▶ **Поставленная задача**: Перепишите все записи ниже в виде таблицы Markdown с колонками «№» и «Строка», где в первой стоит порядковый номер, а во второй сама строка. Пустые строки в таблицу не включайте.

▶ **Последовательность записей**:
────────────────────

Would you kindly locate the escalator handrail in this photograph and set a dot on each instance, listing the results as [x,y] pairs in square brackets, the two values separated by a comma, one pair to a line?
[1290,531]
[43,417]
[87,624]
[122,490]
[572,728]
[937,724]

────────────────────

▶ **Полный ответ**:
| № | Строка |
|---|---|
| 1 | Would you kindly locate the escalator handrail in this photograph and set a dot on each instance, listing the results as [x,y] pairs in square brackets, the two values separated by a comma, one pair to a line? |
| 2 | [1290,531] |
| 3 | [43,417] |
| 4 | [87,624] |
| 5 | [122,490] |
| 6 | [572,728] |
| 7 | [937,724] |